STUDY TEXT:

On average, stories based on research surveys generated more than five stories in the Indian media, according to Surveys to Know, Surveys to Show, a report from Genesis Burson-Marsteller in association with Impact Research & Measurement.

In 2013, the Indian print media published 1,750 stories based on survey reports commissioned by 258 companies in India. In 2014, the numbers increased to 2,004 stories, based on the survey reports commissioned by 261 companies. Multinational companies operating in India commissioned more than 50 percent of the surveys.

Despite the potential for bolstering research findings through the stamp of approval of accredited research firms, conducting independent in-house surveys is on the increase. And the study shows that even if the sample size is small, if the findings are relevant media houses will consider carrying the survey stories.

The study also sees visual storytelling on a rise: in 2013, 25 percent of the survey articles carrying an infographic allocated 100 percent area to the infographic; whereas in 2014, 32 percent of the survey articles devoted full area to the infographic.

PROVIDED RECORDS:
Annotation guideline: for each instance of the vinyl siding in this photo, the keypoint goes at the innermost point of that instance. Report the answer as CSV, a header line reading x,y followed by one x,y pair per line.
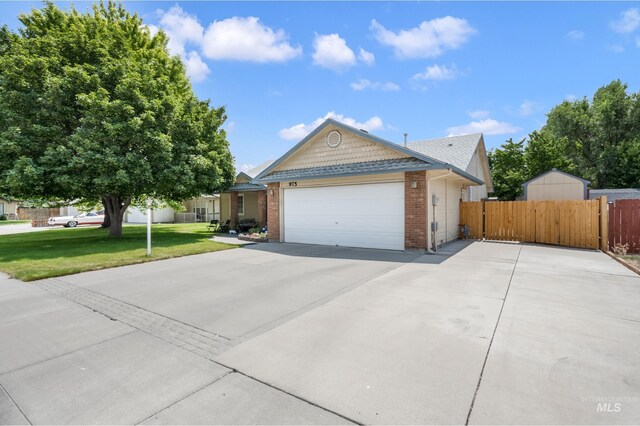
x,y
555,186
352,149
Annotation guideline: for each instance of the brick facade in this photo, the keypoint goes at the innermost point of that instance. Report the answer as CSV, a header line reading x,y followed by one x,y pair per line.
x,y
233,196
262,208
415,210
273,211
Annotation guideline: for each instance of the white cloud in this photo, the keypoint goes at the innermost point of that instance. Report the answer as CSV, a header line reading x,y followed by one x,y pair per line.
x,y
247,39
488,126
367,57
437,72
196,68
331,51
528,107
480,113
299,131
430,39
616,48
363,84
181,28
246,167
575,35
628,22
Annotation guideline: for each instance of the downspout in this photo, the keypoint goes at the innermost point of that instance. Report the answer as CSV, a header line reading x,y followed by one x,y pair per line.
x,y
432,242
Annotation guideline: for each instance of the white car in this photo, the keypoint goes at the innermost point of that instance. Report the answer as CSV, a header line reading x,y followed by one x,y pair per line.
x,y
91,218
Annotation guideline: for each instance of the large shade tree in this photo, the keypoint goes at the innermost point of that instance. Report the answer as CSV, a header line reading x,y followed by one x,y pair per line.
x,y
93,107
597,139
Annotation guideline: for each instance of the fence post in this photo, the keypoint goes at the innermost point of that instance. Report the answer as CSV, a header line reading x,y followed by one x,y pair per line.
x,y
604,224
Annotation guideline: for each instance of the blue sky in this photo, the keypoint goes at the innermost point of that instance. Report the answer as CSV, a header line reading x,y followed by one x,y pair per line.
x,y
426,68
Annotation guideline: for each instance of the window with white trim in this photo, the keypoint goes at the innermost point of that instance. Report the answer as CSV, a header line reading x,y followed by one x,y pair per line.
x,y
241,204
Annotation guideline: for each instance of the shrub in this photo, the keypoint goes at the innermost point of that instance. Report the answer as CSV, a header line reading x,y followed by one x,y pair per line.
x,y
621,249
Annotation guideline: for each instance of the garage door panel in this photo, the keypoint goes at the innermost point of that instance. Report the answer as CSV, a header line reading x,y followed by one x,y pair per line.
x,y
370,215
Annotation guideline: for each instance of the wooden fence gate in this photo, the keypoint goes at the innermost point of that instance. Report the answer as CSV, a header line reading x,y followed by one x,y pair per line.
x,y
624,224
568,223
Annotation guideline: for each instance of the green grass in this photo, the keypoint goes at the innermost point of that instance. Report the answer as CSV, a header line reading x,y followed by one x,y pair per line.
x,y
13,222
45,254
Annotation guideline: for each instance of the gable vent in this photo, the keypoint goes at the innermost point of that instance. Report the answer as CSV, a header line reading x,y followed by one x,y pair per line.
x,y
334,138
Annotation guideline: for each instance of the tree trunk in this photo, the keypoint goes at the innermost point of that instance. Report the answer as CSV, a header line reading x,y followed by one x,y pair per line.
x,y
107,217
115,208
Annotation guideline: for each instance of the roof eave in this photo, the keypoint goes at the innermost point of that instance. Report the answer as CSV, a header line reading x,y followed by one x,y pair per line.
x,y
367,136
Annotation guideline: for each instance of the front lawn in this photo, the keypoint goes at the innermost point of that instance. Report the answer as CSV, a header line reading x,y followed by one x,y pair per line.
x,y
45,254
13,222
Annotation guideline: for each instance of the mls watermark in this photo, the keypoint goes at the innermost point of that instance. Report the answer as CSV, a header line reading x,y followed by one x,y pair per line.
x,y
610,404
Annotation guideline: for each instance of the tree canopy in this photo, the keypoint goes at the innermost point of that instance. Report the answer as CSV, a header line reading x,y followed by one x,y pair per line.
x,y
93,107
597,139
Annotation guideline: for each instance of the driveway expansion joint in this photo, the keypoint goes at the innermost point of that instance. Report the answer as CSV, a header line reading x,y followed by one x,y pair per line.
x,y
495,329
15,404
197,341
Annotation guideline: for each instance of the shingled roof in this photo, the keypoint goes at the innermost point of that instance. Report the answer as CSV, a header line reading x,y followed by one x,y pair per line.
x,y
416,161
455,150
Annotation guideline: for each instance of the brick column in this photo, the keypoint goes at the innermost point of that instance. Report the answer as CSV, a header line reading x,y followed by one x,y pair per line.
x,y
415,210
262,208
234,210
273,211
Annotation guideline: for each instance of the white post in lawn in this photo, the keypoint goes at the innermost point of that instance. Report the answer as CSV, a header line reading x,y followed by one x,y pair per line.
x,y
149,202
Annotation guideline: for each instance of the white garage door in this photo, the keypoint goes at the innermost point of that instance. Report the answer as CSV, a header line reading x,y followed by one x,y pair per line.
x,y
370,215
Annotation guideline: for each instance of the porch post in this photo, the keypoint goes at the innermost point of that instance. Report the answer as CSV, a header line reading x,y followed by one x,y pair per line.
x,y
233,196
262,208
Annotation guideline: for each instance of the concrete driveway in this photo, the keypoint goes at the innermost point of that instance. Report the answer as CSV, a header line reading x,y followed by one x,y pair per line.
x,y
276,333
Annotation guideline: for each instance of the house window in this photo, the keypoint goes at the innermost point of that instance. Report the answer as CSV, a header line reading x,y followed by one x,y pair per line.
x,y
241,204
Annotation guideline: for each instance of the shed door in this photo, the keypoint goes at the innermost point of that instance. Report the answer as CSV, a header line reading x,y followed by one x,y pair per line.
x,y
369,216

WORK TASK 1:
In the passage on survey-based stories in the Indian media, how many such stories did the Indian print media publish in 2014?
WORK TASK 2:
Continue the passage on survey-based stories in the Indian media from its final sentence.

EXPECTED OUTPUT 1:
2,004 stories

EXPECTED OUTPUT 2:
According to Nikhil Dey, president of Genesis Burson-Marsteller, "The use of surveys or research reports as a public relations tool can be traced back to the times of Edward Bernays as far back as 1923 when he effectively used a survey to showcase the preference of American public for a particular type of soap in a well-documented case study of successful public relations. Over 90 years on, the public relations industry continues to use surveys and research reports and we thought it would be interesting to get a sense of how receptive the media in India are to using the results of surveys in their reportage."